↓↓↓

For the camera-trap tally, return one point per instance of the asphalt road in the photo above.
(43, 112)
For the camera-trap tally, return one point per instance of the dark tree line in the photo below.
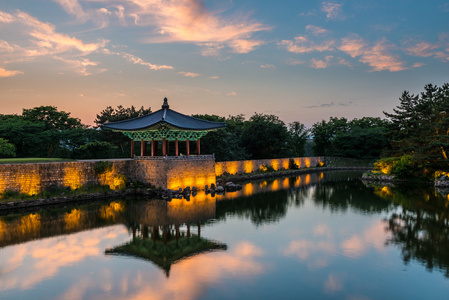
(418, 127)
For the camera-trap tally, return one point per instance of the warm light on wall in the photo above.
(232, 167)
(285, 164)
(307, 163)
(111, 211)
(248, 165)
(275, 164)
(73, 177)
(30, 224)
(29, 183)
(112, 179)
(218, 169)
(248, 189)
(72, 219)
(275, 185)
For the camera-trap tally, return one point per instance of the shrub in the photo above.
(292, 165)
(102, 167)
(266, 168)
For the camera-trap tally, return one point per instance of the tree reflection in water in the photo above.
(421, 227)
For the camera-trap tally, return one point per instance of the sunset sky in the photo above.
(300, 60)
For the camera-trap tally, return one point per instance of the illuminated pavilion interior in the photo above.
(165, 126)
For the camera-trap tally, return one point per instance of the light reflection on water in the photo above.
(322, 235)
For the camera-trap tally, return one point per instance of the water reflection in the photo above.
(421, 227)
(316, 234)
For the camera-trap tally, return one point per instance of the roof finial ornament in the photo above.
(165, 105)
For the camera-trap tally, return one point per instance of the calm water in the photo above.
(317, 236)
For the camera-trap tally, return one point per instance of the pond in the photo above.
(315, 236)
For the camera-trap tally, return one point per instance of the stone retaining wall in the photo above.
(251, 166)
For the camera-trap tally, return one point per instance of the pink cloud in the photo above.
(302, 44)
(7, 73)
(333, 11)
(321, 64)
(189, 74)
(137, 60)
(316, 30)
(377, 56)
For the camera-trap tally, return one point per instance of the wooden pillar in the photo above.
(164, 147)
(198, 147)
(152, 147)
(156, 148)
(168, 147)
(176, 148)
(142, 148)
(132, 148)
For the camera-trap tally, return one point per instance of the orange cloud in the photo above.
(302, 44)
(333, 11)
(377, 56)
(189, 74)
(6, 73)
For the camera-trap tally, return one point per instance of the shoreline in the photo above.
(7, 207)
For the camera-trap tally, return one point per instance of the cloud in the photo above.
(439, 50)
(302, 44)
(190, 21)
(377, 56)
(321, 64)
(418, 65)
(330, 104)
(332, 10)
(268, 66)
(189, 74)
(316, 30)
(137, 60)
(7, 73)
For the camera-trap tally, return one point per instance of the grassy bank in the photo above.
(31, 160)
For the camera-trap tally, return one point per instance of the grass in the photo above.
(10, 196)
(25, 160)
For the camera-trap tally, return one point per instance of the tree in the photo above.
(224, 142)
(298, 138)
(265, 136)
(120, 113)
(52, 118)
(7, 149)
(358, 138)
(419, 127)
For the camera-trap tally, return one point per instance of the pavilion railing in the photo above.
(182, 157)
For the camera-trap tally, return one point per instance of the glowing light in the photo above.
(275, 164)
(298, 181)
(73, 177)
(29, 183)
(275, 185)
(112, 179)
(232, 167)
(73, 219)
(248, 165)
(30, 224)
(307, 163)
(218, 169)
(248, 189)
(285, 164)
(112, 210)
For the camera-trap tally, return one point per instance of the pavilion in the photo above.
(165, 126)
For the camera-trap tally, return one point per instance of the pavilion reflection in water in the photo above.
(157, 235)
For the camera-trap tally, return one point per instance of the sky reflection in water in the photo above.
(315, 236)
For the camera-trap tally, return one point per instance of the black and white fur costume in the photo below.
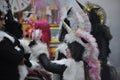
(70, 68)
(22, 69)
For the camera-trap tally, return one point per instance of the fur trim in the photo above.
(36, 34)
(22, 72)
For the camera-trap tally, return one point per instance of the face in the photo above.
(2, 22)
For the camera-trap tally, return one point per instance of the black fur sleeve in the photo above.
(9, 53)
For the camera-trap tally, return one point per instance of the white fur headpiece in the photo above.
(91, 51)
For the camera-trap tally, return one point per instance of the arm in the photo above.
(52, 67)
(41, 50)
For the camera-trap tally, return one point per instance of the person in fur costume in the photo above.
(14, 28)
(11, 57)
(72, 68)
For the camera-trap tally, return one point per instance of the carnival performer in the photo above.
(72, 68)
(102, 33)
(11, 58)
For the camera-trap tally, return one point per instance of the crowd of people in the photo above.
(81, 55)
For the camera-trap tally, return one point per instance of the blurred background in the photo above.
(112, 9)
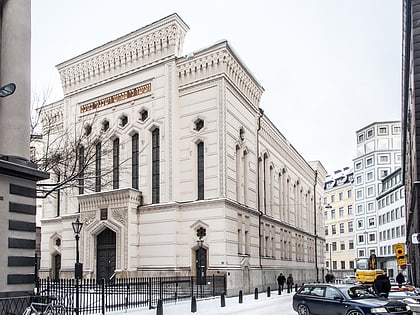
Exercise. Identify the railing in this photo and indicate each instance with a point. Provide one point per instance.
(121, 294)
(14, 305)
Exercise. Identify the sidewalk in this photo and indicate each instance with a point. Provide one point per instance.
(275, 304)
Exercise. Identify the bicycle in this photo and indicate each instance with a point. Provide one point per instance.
(42, 308)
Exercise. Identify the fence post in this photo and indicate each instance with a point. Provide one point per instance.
(150, 293)
(103, 295)
(159, 309)
(193, 304)
(126, 297)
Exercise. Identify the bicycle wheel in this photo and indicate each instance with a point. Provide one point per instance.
(55, 310)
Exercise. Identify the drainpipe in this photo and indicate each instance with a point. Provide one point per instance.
(315, 232)
(258, 187)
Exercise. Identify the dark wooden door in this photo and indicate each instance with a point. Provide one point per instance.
(105, 254)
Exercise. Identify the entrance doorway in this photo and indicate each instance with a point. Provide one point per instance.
(105, 254)
(57, 267)
(201, 265)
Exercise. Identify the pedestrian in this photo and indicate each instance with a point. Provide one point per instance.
(382, 285)
(329, 278)
(281, 279)
(289, 283)
(400, 279)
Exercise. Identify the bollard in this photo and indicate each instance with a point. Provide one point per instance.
(193, 305)
(159, 309)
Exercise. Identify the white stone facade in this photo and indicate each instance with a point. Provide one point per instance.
(207, 158)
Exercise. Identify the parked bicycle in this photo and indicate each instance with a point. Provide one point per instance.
(45, 305)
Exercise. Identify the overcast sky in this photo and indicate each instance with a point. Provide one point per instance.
(328, 67)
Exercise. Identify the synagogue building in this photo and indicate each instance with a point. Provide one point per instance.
(172, 167)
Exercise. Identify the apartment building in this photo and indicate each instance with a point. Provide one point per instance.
(391, 221)
(378, 156)
(339, 223)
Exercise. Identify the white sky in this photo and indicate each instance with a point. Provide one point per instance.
(328, 67)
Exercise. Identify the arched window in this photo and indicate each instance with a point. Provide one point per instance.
(81, 159)
(98, 155)
(116, 163)
(155, 166)
(135, 161)
(200, 170)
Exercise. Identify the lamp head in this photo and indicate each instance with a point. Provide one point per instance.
(77, 226)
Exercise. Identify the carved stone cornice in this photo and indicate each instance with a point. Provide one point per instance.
(93, 201)
(153, 42)
(219, 60)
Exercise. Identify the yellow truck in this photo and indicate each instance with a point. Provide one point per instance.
(366, 271)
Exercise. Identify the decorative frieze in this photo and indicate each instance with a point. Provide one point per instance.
(157, 41)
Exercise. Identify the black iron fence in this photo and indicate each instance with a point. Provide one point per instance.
(14, 305)
(120, 294)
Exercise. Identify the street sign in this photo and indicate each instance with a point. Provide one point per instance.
(400, 254)
(415, 238)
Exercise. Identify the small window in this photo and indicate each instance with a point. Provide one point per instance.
(105, 125)
(104, 214)
(198, 124)
(88, 129)
(383, 130)
(123, 121)
(144, 114)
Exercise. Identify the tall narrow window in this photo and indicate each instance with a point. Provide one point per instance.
(58, 195)
(155, 166)
(98, 167)
(200, 170)
(81, 170)
(135, 161)
(116, 163)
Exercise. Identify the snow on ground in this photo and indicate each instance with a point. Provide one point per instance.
(275, 304)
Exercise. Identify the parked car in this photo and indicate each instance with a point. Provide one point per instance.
(349, 279)
(329, 299)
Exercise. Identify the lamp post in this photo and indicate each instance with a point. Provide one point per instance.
(330, 258)
(7, 89)
(77, 227)
(200, 265)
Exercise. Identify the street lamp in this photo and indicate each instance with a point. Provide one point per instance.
(7, 90)
(77, 227)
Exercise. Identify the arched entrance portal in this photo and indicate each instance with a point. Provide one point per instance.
(201, 265)
(56, 266)
(105, 254)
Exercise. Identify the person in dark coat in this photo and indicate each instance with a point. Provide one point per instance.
(382, 285)
(281, 279)
(400, 279)
(289, 283)
(329, 278)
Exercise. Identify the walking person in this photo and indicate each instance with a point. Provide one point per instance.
(289, 283)
(382, 285)
(400, 279)
(281, 279)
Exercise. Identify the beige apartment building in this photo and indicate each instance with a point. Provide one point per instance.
(339, 220)
(177, 169)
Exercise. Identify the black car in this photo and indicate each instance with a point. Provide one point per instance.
(342, 299)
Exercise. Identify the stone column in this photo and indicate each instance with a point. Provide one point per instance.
(15, 64)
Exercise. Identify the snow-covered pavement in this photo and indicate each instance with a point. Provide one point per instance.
(275, 304)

↑↑↑

> Task goal: All that is wanted is the set of lines from the one with "Exercise. Identify the snow-covered" through the last line of the entries, both included, output exactly.

> Output of the exercise:
Exercise. Identify the snow-covered pavement in this photo and indicate each instance with a point. Provide one point per instance.
(275, 304)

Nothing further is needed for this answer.